-- PROBLEM TO SOLVE --
Rewrite the records from the line containing "Outline each white picket fence." through the line containing "102,0,215,25", both included, with the requests, and shift every box coordinate in the answers by -54, leaving the requests and their sample outputs unchanged. Omit the picture markers from your answer.

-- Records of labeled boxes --
/---

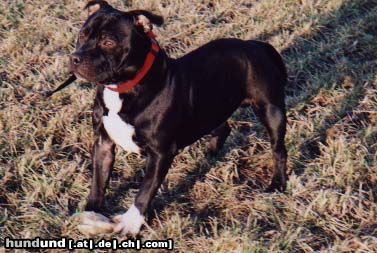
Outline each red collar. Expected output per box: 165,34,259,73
106,31,160,93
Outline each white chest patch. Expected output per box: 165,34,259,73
102,88,140,154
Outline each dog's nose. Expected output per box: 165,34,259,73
71,54,81,65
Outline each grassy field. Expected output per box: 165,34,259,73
0,0,377,252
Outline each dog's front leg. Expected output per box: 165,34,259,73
114,147,175,235
85,134,115,211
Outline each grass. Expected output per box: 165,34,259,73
0,0,377,252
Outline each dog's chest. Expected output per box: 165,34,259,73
102,88,140,153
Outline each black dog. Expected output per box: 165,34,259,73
70,1,287,234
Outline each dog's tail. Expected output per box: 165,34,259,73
264,43,288,86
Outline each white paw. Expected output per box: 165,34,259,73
77,212,115,236
113,205,144,235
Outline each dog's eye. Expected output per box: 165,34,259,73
101,39,115,47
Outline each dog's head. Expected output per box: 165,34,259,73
70,0,163,84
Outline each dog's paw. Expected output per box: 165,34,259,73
113,205,144,236
77,212,115,236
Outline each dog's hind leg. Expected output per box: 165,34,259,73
85,134,115,211
207,121,231,155
253,102,287,191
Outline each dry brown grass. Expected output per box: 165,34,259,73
0,0,377,252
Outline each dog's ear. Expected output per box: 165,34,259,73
84,0,111,16
127,10,164,32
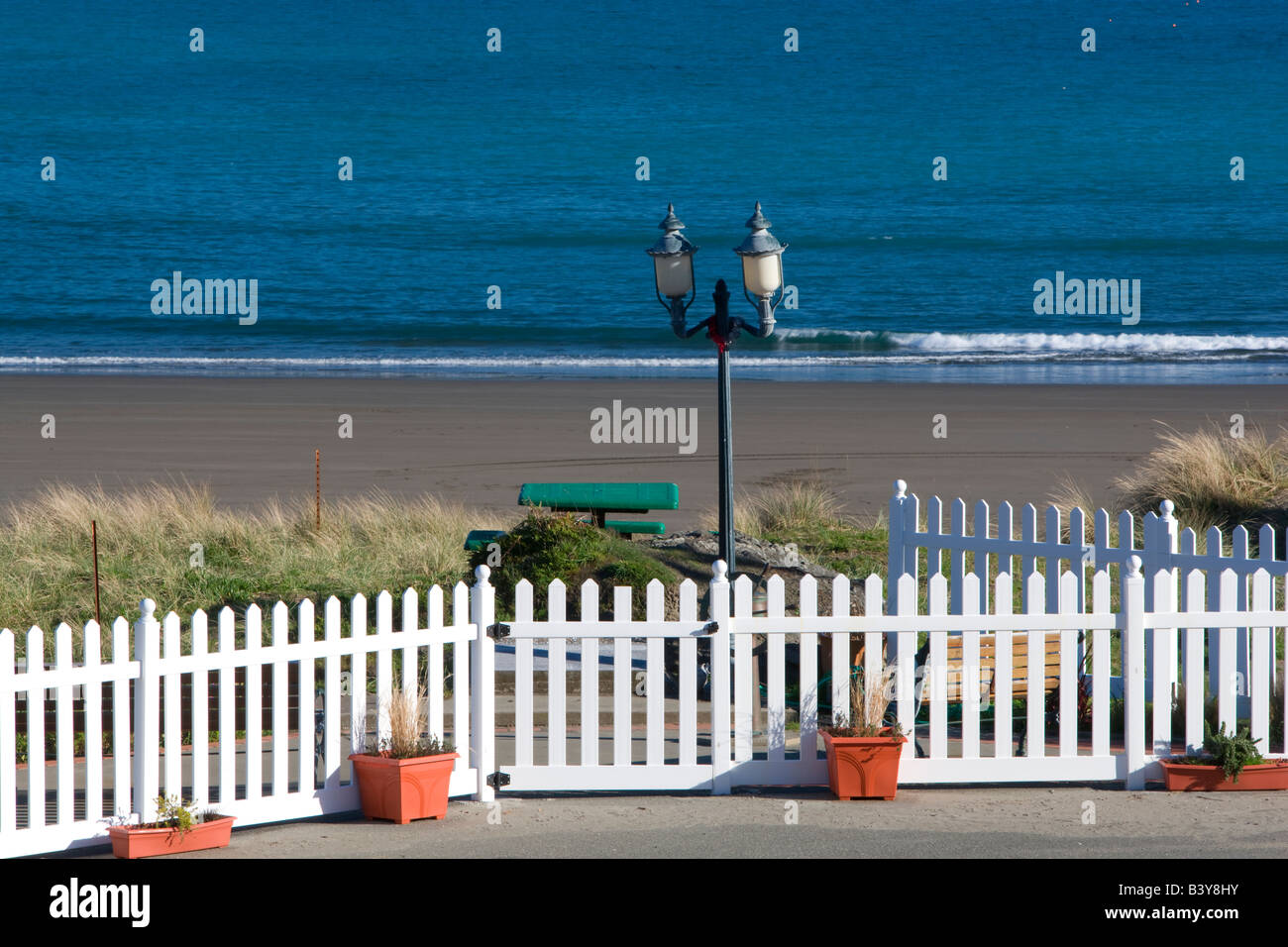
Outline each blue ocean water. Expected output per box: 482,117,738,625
0,0,1288,382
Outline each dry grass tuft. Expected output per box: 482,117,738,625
1050,425,1288,553
702,480,849,537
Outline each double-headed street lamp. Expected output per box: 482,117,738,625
648,201,787,576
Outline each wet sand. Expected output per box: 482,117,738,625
0,374,1288,528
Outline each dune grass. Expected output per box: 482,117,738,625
0,483,505,655
703,480,889,581
1050,425,1288,553
471,509,679,621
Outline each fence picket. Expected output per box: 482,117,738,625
962,573,988,760
110,616,134,817
948,496,966,614
297,599,315,793
514,579,533,767
322,595,342,789
993,569,1015,759
161,612,187,801
865,576,886,717
680,579,698,767
799,576,818,760
452,582,474,772
134,599,160,824
707,559,731,796
1056,559,1082,756
273,602,290,798
1245,569,1272,751
733,575,760,763
84,623,103,831
921,575,948,760
546,579,568,767
0,629,13,837
27,625,46,827
971,500,993,614
994,502,1022,589
1145,570,1176,756
829,574,849,731
218,605,237,805
425,585,447,740
762,576,783,763
924,496,944,582
1091,569,1112,756
1042,506,1060,614
374,591,394,750
54,621,76,826
348,591,368,753
1181,569,1216,754
190,608,208,809
1020,502,1038,612
1024,567,1046,756
400,585,420,694
1216,569,1241,732
644,579,666,767
246,599,265,800
896,575,917,760
579,579,599,767
613,585,634,767
1120,559,1145,789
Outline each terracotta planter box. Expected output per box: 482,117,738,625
349,753,460,824
821,730,909,800
107,815,236,858
1159,759,1288,792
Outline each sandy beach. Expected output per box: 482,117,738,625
0,374,1285,528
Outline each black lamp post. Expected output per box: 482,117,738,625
648,201,787,578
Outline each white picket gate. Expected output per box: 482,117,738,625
0,557,1288,856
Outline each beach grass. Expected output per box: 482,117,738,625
702,479,889,582
471,509,679,620
0,483,507,660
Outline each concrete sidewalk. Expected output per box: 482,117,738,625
60,786,1288,858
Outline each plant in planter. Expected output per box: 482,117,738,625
1159,720,1288,791
819,665,909,800
349,689,459,824
107,795,236,858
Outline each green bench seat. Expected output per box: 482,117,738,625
604,519,666,536
465,530,505,553
519,483,680,536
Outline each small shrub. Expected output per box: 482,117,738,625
380,688,452,760
824,665,903,737
1203,721,1265,783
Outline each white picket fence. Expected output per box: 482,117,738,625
886,480,1288,697
0,557,1288,856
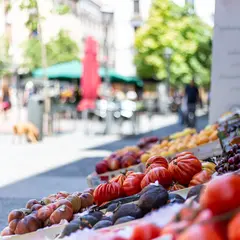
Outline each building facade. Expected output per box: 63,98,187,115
0,0,115,70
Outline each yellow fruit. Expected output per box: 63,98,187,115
202,162,216,173
177,143,186,152
160,140,168,148
197,136,209,145
160,151,171,157
209,130,218,141
168,145,177,154
141,153,150,163
187,142,197,149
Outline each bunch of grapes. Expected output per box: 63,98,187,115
137,136,159,151
216,144,240,174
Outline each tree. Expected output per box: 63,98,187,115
24,30,79,70
135,0,212,85
0,37,11,77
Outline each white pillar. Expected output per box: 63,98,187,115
114,0,136,76
209,0,240,123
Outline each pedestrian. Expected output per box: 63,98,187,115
185,79,200,127
1,82,11,117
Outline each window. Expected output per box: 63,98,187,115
134,0,140,14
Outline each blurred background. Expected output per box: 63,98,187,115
0,0,215,229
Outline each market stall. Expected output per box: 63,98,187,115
1,112,240,240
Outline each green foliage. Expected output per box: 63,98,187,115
135,0,212,85
20,0,39,32
55,4,70,15
0,37,11,77
24,30,79,70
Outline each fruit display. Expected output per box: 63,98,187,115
216,144,240,174
93,152,216,206
169,128,197,139
56,173,240,240
141,124,218,163
137,136,161,151
59,184,178,238
96,146,144,174
1,189,93,236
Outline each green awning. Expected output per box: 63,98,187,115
32,61,143,87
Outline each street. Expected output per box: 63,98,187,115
0,113,207,228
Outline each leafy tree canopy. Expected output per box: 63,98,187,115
24,30,79,70
135,0,212,85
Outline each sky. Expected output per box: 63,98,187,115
102,0,215,25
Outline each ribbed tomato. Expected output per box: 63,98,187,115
228,213,240,240
200,174,240,215
123,173,145,196
168,183,185,192
93,182,122,205
141,167,172,189
189,170,212,187
109,174,126,187
168,154,202,185
176,152,194,158
144,163,162,174
146,156,168,169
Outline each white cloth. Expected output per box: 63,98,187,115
181,96,188,113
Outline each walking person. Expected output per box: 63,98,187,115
185,79,200,127
1,82,11,118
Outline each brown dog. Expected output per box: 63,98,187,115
13,123,39,143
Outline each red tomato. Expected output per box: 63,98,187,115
130,223,161,240
168,183,185,192
146,156,168,169
189,170,212,187
141,167,172,189
161,221,191,238
109,174,126,187
168,155,202,185
194,209,227,239
200,174,240,215
93,182,122,205
177,224,224,240
176,152,194,158
228,213,240,240
123,173,145,196
144,163,162,174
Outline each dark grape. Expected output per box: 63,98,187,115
235,163,240,170
228,157,235,164
229,165,235,171
232,144,238,153
218,167,224,173
233,154,240,164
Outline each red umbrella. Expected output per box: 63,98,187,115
77,37,100,111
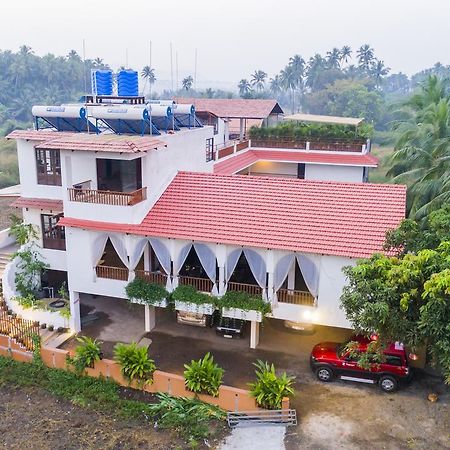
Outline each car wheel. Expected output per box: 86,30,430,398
378,375,398,392
316,367,334,382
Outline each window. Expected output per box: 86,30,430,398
41,214,66,250
36,149,61,186
297,163,305,180
206,138,214,162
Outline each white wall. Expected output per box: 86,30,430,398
305,164,364,183
273,256,356,328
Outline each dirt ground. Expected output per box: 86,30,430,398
0,386,224,450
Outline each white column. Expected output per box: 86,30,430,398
288,259,296,289
69,291,81,333
250,320,259,348
145,305,156,332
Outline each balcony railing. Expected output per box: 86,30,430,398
178,277,213,294
95,266,128,281
227,281,262,297
68,187,147,206
136,270,167,287
42,228,66,250
277,289,315,306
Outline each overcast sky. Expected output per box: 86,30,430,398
0,0,450,87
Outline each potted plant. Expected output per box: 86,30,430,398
249,360,294,409
216,291,270,322
125,277,169,308
184,352,224,397
172,285,215,315
114,342,156,386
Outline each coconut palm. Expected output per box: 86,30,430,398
370,59,391,87
238,78,252,97
327,47,341,69
251,70,267,91
388,76,450,219
340,45,352,64
356,44,374,71
141,66,156,95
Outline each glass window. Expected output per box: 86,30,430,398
36,149,61,186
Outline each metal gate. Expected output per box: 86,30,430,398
227,409,297,428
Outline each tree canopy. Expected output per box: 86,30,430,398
341,207,450,383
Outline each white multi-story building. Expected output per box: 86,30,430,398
3,99,406,347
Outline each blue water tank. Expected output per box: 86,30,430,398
92,69,113,95
117,70,139,97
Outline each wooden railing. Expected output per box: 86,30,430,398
136,270,167,287
277,289,315,306
178,277,213,294
68,187,147,206
227,281,262,297
95,266,128,281
0,307,40,351
252,138,367,153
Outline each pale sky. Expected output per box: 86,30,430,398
0,0,450,89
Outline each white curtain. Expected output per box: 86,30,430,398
149,238,170,276
273,253,295,304
297,254,320,298
244,248,267,297
108,234,130,269
194,243,219,295
225,248,242,282
128,237,148,270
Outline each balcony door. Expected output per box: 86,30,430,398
97,158,142,192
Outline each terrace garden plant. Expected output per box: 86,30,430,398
184,352,224,397
114,342,156,386
125,278,169,305
67,336,102,375
249,360,294,409
215,291,270,314
250,122,373,139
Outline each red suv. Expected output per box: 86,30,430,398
310,336,411,392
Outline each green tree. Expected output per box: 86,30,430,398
341,242,450,383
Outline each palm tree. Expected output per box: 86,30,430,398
327,47,341,69
251,70,267,91
340,45,352,64
181,75,194,91
356,44,374,71
370,59,391,87
238,78,252,97
269,74,282,95
141,66,156,95
388,76,450,219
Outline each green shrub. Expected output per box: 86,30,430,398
114,342,156,385
184,352,224,397
125,277,169,305
172,285,214,305
67,336,102,375
149,393,226,440
249,360,294,409
215,291,271,314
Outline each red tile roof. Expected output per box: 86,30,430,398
60,172,406,257
175,97,283,119
36,133,166,153
214,149,378,175
11,197,63,212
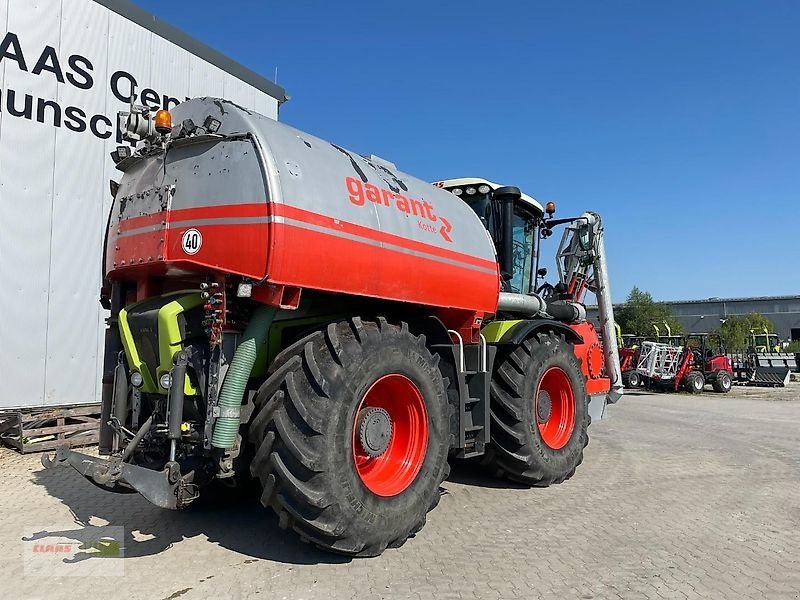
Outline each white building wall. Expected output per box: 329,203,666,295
0,0,278,409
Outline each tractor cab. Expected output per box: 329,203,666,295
434,177,555,294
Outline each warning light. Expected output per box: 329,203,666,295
155,109,172,135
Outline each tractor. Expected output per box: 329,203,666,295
636,333,733,394
43,98,622,556
685,333,733,394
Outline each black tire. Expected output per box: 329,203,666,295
484,332,591,487
712,371,733,394
249,318,449,556
622,371,631,390
628,371,642,389
684,371,706,394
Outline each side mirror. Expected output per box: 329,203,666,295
578,223,594,252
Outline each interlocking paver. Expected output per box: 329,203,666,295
0,385,800,600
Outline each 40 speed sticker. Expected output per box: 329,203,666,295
181,229,203,256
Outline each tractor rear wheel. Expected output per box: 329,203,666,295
684,371,706,394
484,332,591,487
249,318,449,556
712,371,733,394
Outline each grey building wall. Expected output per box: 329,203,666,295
587,294,800,340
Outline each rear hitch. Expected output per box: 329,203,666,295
42,446,198,510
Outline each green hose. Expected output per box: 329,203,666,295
211,305,277,449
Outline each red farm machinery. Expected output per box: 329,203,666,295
636,333,733,394
44,98,621,556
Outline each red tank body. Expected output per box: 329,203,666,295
106,99,500,328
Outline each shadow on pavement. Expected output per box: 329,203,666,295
33,466,351,565
447,461,531,490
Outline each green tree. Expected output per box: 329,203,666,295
717,313,772,351
615,286,684,336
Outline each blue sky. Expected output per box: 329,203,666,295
135,0,800,300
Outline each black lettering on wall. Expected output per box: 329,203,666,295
67,54,94,90
111,71,139,104
32,46,64,83
64,106,86,133
0,31,28,71
140,88,161,108
6,90,33,119
36,98,61,127
89,115,114,140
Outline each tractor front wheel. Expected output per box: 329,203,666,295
485,332,590,487
249,318,449,556
684,371,706,394
712,371,733,394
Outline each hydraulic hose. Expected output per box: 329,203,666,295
211,305,277,449
497,292,547,315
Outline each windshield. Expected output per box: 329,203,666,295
508,206,536,294
461,194,494,233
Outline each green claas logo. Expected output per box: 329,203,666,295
33,538,122,558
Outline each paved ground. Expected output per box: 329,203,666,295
0,384,800,600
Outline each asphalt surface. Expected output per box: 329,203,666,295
0,384,800,600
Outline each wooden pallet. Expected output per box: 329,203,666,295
0,403,100,454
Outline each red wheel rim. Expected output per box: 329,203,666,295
534,367,575,450
352,374,428,498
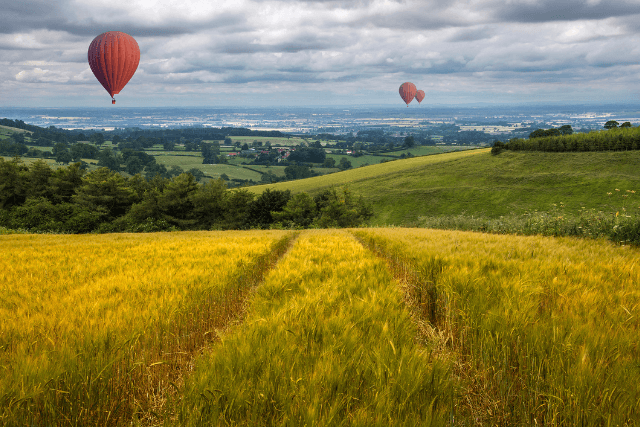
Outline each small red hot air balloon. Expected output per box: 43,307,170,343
88,31,140,104
400,82,416,107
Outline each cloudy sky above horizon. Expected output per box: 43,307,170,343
0,0,640,107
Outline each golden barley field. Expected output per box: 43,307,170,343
0,231,291,425
0,228,640,426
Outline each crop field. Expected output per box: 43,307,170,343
0,231,291,425
229,136,306,147
0,228,640,426
355,229,640,426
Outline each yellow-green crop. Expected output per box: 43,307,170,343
180,231,453,426
355,229,640,426
0,231,290,425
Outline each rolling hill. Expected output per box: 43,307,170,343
249,149,640,225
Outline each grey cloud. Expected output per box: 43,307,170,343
448,27,495,42
487,0,640,22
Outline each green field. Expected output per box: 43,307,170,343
251,149,640,225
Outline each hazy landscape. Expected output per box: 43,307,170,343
0,0,640,427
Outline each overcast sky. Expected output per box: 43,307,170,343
0,0,640,108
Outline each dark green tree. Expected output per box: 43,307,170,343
72,167,136,221
0,157,29,209
89,132,104,145
191,179,227,230
271,193,318,228
158,173,198,230
245,188,291,228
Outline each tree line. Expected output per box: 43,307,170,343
0,158,373,233
491,121,640,154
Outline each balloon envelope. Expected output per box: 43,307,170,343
400,82,416,107
88,31,140,103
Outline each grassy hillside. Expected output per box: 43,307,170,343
250,149,640,225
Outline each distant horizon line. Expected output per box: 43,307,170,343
0,101,640,112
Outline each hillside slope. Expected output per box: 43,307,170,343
250,149,640,225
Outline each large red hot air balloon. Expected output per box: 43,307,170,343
88,31,140,104
400,82,416,107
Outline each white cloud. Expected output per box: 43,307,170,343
0,0,640,103
16,68,69,83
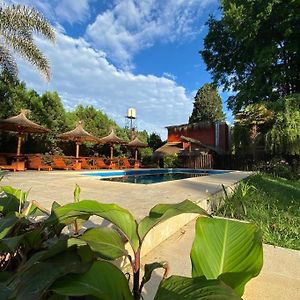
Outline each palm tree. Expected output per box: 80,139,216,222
0,4,55,80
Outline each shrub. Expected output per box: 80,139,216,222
0,186,262,300
164,154,180,168
254,158,300,180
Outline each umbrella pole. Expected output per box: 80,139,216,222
110,145,114,159
17,133,24,162
76,142,80,164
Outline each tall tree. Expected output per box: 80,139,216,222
234,103,273,159
0,4,55,80
148,132,163,151
0,76,66,153
266,94,300,156
189,83,224,123
200,0,300,113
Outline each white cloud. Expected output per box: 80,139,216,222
86,0,217,67
16,32,192,138
55,0,90,24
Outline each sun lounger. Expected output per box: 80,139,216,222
0,156,17,172
28,155,52,171
94,157,109,169
80,157,97,170
119,157,134,169
52,156,76,170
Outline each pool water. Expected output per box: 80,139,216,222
101,172,208,184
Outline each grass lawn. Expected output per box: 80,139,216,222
215,174,300,250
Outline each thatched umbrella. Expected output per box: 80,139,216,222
0,109,50,157
127,137,148,160
99,129,127,160
57,121,99,164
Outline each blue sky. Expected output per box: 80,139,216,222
5,0,232,138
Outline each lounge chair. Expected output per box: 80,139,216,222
28,155,52,171
52,156,76,170
80,157,97,170
119,157,134,169
94,157,109,169
133,160,144,169
0,156,17,172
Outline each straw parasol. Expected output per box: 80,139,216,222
127,137,148,160
99,129,127,159
0,109,50,157
57,121,99,163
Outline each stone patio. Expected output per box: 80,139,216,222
1,171,300,300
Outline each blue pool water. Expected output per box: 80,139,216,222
83,169,228,184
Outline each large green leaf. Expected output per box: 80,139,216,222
51,261,133,300
191,218,263,295
12,251,86,300
0,282,13,300
45,200,139,250
0,234,24,253
79,227,127,260
0,214,19,239
154,276,241,300
138,200,209,240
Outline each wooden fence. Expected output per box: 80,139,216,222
181,153,213,169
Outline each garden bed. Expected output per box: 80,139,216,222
214,174,300,250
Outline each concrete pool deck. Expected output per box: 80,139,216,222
0,171,300,300
1,171,250,219
1,171,250,255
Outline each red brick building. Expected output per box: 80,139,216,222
155,122,230,168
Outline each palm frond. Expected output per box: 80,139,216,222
0,5,55,42
0,45,18,78
0,5,55,80
5,35,50,80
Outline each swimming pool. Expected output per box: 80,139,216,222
82,169,229,184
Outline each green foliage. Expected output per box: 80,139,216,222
232,124,251,155
0,186,261,300
234,103,273,126
218,181,256,219
148,132,163,151
0,73,152,157
266,94,300,155
254,158,300,180
154,276,241,300
191,218,263,296
214,174,300,250
200,0,300,113
0,3,55,80
164,154,180,168
189,83,225,123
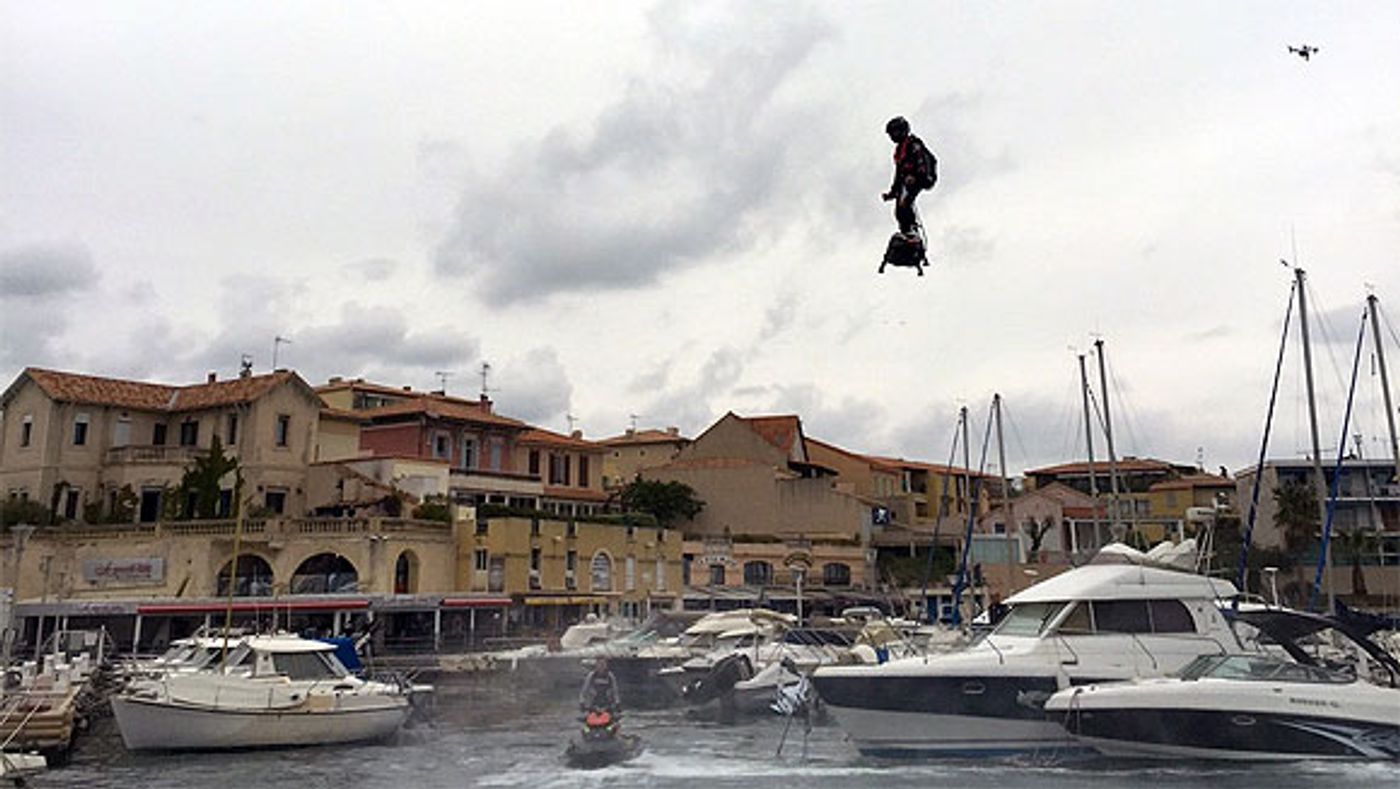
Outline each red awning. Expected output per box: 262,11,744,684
442,597,511,609
136,599,370,617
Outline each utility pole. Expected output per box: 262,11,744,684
1093,337,1137,539
991,393,1021,600
1366,294,1400,483
1288,267,1337,614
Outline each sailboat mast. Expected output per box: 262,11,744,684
1294,269,1337,613
1366,294,1400,481
1079,354,1099,547
1093,337,1137,537
991,395,1021,596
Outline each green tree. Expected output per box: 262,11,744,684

\---

-- SOLUTION --
Outline each white picket fence. Expected output per box: 482,117,738,625
832,426,1234,643
-54,503,1234,802
Outline each building facade. Expected output per box: 63,98,187,115
-54,-54,61,16
Outline each yellow fruit. Expected output per box: 63,98,187,115
148,108,162,119
123,89,132,98
106,86,114,94
143,82,155,91
106,97,117,103
155,76,164,87
114,91,123,100
87,99,96,109
133,88,143,95
Outline each bunch of grapes. Expected output per box: 63,98,187,115
83,82,105,97
162,90,186,120
Outline each tree. Expected output per box: 63,98,187,115
-30,-24,25,16
81,-54,158,31
-54,-17,-43,23
Outline each white pillar. Expected output per box: 63,98,187,115
60,-54,82,22
155,-54,186,69
Outline each pedestrian. Expected output per box: 63,98,187,115
131,25,146,73
-53,28,-43,63
Outline each window. Expected output per box: 63,98,187,115
80,-54,86,-40
Outline each blurred background. Expected output per box: 63,98,187,115
-54,-54,161,175
Outline each market stall. Expected output per box: 63,98,187,115
-53,58,186,186
Outline each green foliage. Expected output per box: 63,98,187,115
81,-54,158,31
-34,-54,-15,-22
1,-50,16,-39
-54,-17,-43,23
-30,-24,25,16
Outline each fruit display. Expected output per box: 63,98,187,115
162,90,186,120
39,98,162,152
115,74,143,85
2,119,186,186
87,70,164,109
83,82,107,97
5,130,124,184
42,92,90,120
-53,135,39,182
Outline each green awning. Expected output per box: 63,98,187,115
-22,7,89,33
Outline each street. Expected output per box: 63,98,187,115
-54,59,153,174
Outline each leafy tree canopy. Expected output per box: 63,98,187,115
-30,-24,25,16
81,-54,158,31
Outline each sky. Expected output per box: 63,98,187,115
48,-54,161,-29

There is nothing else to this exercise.